## What needs to be done
Reproduce every line of the rows below word for word, leaving out the pictures.

[Source data]
↓

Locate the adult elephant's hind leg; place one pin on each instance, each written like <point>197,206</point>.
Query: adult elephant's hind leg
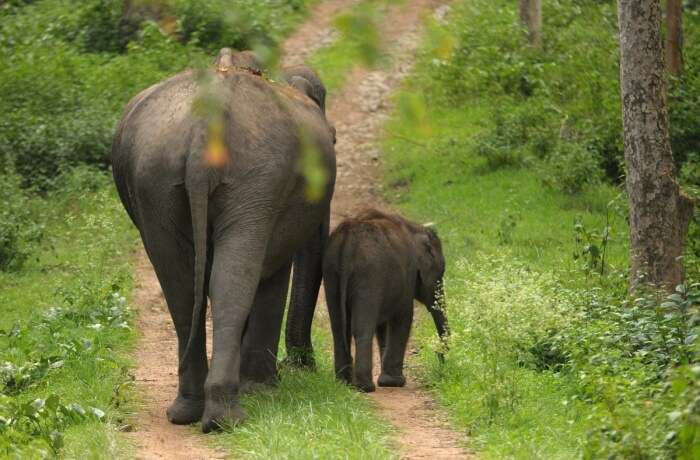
<point>262,333</point>
<point>173,260</point>
<point>237,265</point>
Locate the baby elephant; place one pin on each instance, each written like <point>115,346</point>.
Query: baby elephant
<point>374,266</point>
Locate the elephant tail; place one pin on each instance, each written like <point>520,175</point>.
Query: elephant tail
<point>345,312</point>
<point>197,183</point>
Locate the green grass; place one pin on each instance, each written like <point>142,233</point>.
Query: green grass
<point>310,415</point>
<point>547,359</point>
<point>59,318</point>
<point>509,242</point>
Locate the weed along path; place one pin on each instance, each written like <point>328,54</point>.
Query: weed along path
<point>358,110</point>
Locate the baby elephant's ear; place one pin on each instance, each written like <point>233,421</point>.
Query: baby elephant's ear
<point>303,85</point>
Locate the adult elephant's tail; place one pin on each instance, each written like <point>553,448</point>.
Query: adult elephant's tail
<point>198,186</point>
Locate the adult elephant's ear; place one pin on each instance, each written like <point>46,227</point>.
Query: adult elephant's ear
<point>303,85</point>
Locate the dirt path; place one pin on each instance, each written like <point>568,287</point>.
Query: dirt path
<point>358,112</point>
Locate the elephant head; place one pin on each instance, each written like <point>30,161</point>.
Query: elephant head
<point>244,60</point>
<point>308,82</point>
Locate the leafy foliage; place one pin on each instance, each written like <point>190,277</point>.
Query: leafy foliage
<point>64,85</point>
<point>559,106</point>
<point>18,230</point>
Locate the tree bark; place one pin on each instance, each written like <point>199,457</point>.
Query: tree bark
<point>674,36</point>
<point>659,210</point>
<point>531,16</point>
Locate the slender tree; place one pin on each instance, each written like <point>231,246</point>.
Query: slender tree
<point>674,36</point>
<point>531,16</point>
<point>659,210</point>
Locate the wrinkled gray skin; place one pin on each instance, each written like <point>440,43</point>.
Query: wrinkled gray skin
<point>307,81</point>
<point>228,231</point>
<point>374,267</point>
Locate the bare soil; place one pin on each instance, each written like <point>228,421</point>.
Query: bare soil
<point>358,112</point>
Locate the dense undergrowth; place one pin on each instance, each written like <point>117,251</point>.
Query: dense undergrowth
<point>515,155</point>
<point>64,328</point>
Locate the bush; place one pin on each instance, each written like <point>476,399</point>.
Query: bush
<point>18,228</point>
<point>568,91</point>
<point>572,168</point>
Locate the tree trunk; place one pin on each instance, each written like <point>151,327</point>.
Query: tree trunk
<point>674,36</point>
<point>659,210</point>
<point>531,15</point>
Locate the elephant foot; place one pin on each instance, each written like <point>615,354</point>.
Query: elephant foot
<point>219,415</point>
<point>367,387</point>
<point>386,380</point>
<point>184,411</point>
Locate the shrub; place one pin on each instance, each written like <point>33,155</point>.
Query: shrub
<point>569,90</point>
<point>18,228</point>
<point>572,168</point>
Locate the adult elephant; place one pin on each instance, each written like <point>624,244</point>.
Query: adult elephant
<point>223,209</point>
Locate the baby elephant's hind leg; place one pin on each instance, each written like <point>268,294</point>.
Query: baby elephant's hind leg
<point>398,331</point>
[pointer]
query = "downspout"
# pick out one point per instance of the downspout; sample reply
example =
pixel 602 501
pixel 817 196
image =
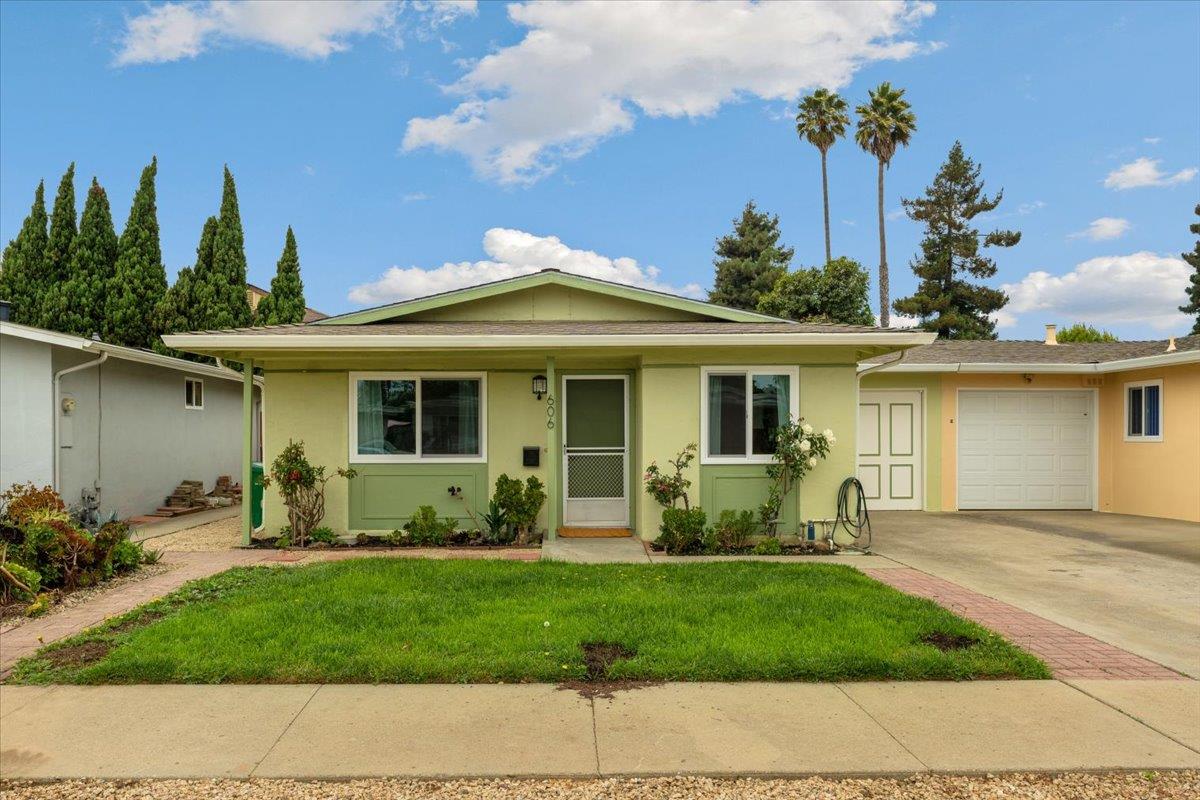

↑

## Final result
Locate the adult elephant's hind leg; place one pin on each instance, each written like <point>197,206</point>.
Query: adult elephant's hind leg
<point>262,333</point>
<point>173,260</point>
<point>237,265</point>
Locate the baby elephant; place one pin on each instance, each written like <point>115,346</point>.
Query: baby elephant
<point>374,266</point>
Locate the elephant tail; place one pin on each instance, each written like <point>520,175</point>.
Query: elephant tail
<point>345,312</point>
<point>197,183</point>
Locate the green grass; place one pin on each instance, each written like <point>142,233</point>.
Query: green grass
<point>310,415</point>
<point>547,359</point>
<point>59,318</point>
<point>509,242</point>
Locate the weed along path; place one pin on each instance, each written like <point>328,54</point>.
Query: weed along path
<point>358,110</point>
Locate the baby elephant's ear; place one pin on each instance, each written like <point>233,421</point>.
Query: baby elephant's ear
<point>303,85</point>
Locate the adult elephant's tail; place one pin on each instance, each written like <point>553,448</point>.
Query: adult elephant's tail
<point>198,186</point>
Locate the adult elephant's ear; place one pin on each instance, each written like <point>46,227</point>.
Query: adult elephant's ear
<point>303,85</point>
Locate the dirt path; place one pin on each instance, each written like <point>568,287</point>.
Query: dirt path
<point>358,112</point>
Locate the elephant head; place one pin on each instance, each written like <point>30,161</point>.
Query: elephant head
<point>244,60</point>
<point>308,82</point>
Locate the leafy foliage; place one pin on each instance, each written like <point>190,277</point>.
Query: leafy foliage
<point>64,85</point>
<point>559,106</point>
<point>18,230</point>
Locate the tree bark; place one pin on each instance, each written like <point>199,457</point>.
Query: tree bark
<point>674,36</point>
<point>659,210</point>
<point>531,16</point>
Locate the slender tree; place one pin on each instance, each written like <point>231,246</point>.
Query: slender tree
<point>674,36</point>
<point>531,16</point>
<point>659,210</point>
Locate the wrinkled gray skin; place one pin on each instance, each written like <point>440,43</point>.
Query: wrinkled gray skin
<point>307,81</point>
<point>228,231</point>
<point>374,267</point>
Locate the bare soil; place one pin on each instance, each written like <point>228,421</point>.
Query: bare soil
<point>358,112</point>
Locate the dense undergrowth; place one pin on each instance, each written like <point>117,251</point>.
Query: dense undergrowth
<point>515,155</point>
<point>64,328</point>
Locate the bush; place one pin on each instance, each written like <point>476,399</point>.
Query: bush
<point>18,228</point>
<point>568,91</point>
<point>572,168</point>
Locate the tree trunk; place one pin on each instance, each written like <point>151,327</point>.
Query: tree trunk
<point>674,36</point>
<point>659,210</point>
<point>531,15</point>
Locate the elephant foot; place one pin on each instance, each written like <point>615,354</point>.
Query: elephant foot
<point>219,415</point>
<point>367,387</point>
<point>386,380</point>
<point>184,411</point>
Locate the shrub; place one pin on each instance, each written like <point>33,155</point>.
Query: shrub
<point>569,90</point>
<point>18,228</point>
<point>572,168</point>
Locate the adult elephant; place one pin on each instance, each written like <point>624,244</point>.
Query: adult elephant
<point>223,209</point>
Locate the baby elephant's hind leg; place one pin on each instance, each written like <point>268,294</point>.
Query: baby elephant's hind leg
<point>398,331</point>
[pointer]
query = "downspout"
# pick out one point per instance of the downspout; sample reply
example =
pixel 602 501
pixel 817 196
image =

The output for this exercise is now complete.